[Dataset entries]
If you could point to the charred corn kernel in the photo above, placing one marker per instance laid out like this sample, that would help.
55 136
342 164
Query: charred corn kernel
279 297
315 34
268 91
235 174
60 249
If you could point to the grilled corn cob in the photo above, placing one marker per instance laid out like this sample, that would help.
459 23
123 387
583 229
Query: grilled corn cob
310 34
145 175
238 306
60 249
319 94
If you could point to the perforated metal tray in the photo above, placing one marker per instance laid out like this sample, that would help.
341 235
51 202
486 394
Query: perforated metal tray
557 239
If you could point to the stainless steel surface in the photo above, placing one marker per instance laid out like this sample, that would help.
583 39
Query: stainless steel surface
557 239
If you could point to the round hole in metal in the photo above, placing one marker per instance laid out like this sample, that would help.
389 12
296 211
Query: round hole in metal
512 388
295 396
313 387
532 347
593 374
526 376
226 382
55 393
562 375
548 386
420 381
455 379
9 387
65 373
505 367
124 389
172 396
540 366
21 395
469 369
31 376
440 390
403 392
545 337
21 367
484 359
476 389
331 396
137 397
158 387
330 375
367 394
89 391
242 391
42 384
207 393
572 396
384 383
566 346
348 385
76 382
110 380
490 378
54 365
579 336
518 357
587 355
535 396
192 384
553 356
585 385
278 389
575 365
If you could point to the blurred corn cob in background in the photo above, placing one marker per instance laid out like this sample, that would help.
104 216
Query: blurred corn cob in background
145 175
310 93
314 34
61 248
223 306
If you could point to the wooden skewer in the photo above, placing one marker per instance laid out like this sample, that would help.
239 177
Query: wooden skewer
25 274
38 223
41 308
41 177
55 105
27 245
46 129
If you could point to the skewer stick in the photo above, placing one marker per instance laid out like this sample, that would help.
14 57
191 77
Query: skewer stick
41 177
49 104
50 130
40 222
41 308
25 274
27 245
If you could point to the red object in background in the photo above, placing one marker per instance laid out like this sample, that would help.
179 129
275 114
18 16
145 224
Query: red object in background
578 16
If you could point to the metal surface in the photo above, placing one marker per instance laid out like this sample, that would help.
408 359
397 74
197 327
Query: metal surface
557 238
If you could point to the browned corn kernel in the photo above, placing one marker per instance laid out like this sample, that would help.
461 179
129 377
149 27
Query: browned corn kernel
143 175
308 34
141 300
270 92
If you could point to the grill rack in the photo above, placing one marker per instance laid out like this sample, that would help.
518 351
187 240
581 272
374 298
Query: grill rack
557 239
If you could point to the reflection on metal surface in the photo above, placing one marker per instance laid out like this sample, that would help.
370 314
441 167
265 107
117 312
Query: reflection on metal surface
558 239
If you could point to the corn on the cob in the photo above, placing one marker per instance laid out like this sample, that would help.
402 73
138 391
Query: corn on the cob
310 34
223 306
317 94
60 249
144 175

## [WHAT IS EXPECTED]
The answer must be all of the entries, restated exactly.

## [SOLUTION TO THIS PROBLEM]
If you could point to the charred corn kernel in the photo above, placing one marker per instance laid out like this sample, that would help.
55 136
342 164
Query: charred corn kernel
279 297
315 34
268 91
235 174
60 249
If you could point to the grilled corn cob in the photo above, placing one marker per instance laid out like this sample, that would help.
459 23
123 387
583 229
Query: grilled corn cob
310 34
145 175
238 306
60 249
319 94
If you could point to the perforated metal tray in the photo above, placing one marker per instance laid out like this sample, that would help.
341 235
51 202
486 394
Query: perforated metal tray
557 239
If you could point to the stainless steel surface in the photo above, placing one marker per instance laid out like this sample, that would help.
583 39
Query: stainless steel surface
557 239
If you could point to the round hole in metal in the photo above, placing one marker per instance laid out like this sample, that would help.
389 12
296 211
Query: round hole in metal
512 388
295 396
313 387
532 347
593 374
526 376
226 382
55 393
562 375
548 386
420 381
455 379
9 387
65 373
505 367
124 389
172 396
540 366
21 395
469 369
31 376
440 390
403 392
545 337
21 367
484 359
476 389
331 396
137 397
158 387
330 375
367 394
89 391
242 391
42 384
207 393
572 396
384 383
566 346
348 385
76 382
110 380
490 378
54 365
579 336
518 357
587 355
535 396
192 384
553 356
585 385
278 389
575 365
If you could point to the blurred corn cob in background in the photo above, placing one marker per instance laid out like this sample, that would help.
104 216
Query: blurred corn cob in background
145 175
310 93
314 34
61 248
223 306
If you could point to the wooden skewer in the photo above, placing one marker per instance laid out like this sample, that would help.
239 177
Query: wooden skewer
25 274
38 223
41 308
41 177
55 105
27 245
46 129
If you could point to the skewer stick in the photo above, placing one marker per instance laid out like this sample, that would help.
14 57
191 77
Query: skewer stick
41 177
49 104
50 130
40 222
41 308
25 274
27 245
If you could point to the red object in background in the photo above, placing one marker per instance laid out like this sample, that would help.
179 129
275 114
18 16
145 224
Query: red object in background
578 16
If you could point to the metal surface in the photo above, placing one marker per instance laid out like this sample, that would help.
408 359
397 74
197 327
Query: metal surface
557 238
If you could point to the browned corn kernel in the photo above, placing one marker per instance laid out like this sample, that would help.
461 179
129 377
149 27
Query: browned corn kernel
143 175
308 34
141 300
270 92
If you could point to the grill rack in the photo above, placing one marker per instance laid out like this sample, that would help.
518 351
187 240
581 272
374 298
Query: grill rack
557 239
If you could point to the reflection on metal surface in the photo above, placing one marker per instance laid out like this sample, that would help.
370 314
441 167
265 107
117 312
Query: reflection on metal surface
558 239
If you could point to the corn on the cob in the photo above, placing one marker per instance laid out like this sample, that would help.
402 73
138 391
Query: corn on the cob
310 34
223 306
317 94
60 249
144 175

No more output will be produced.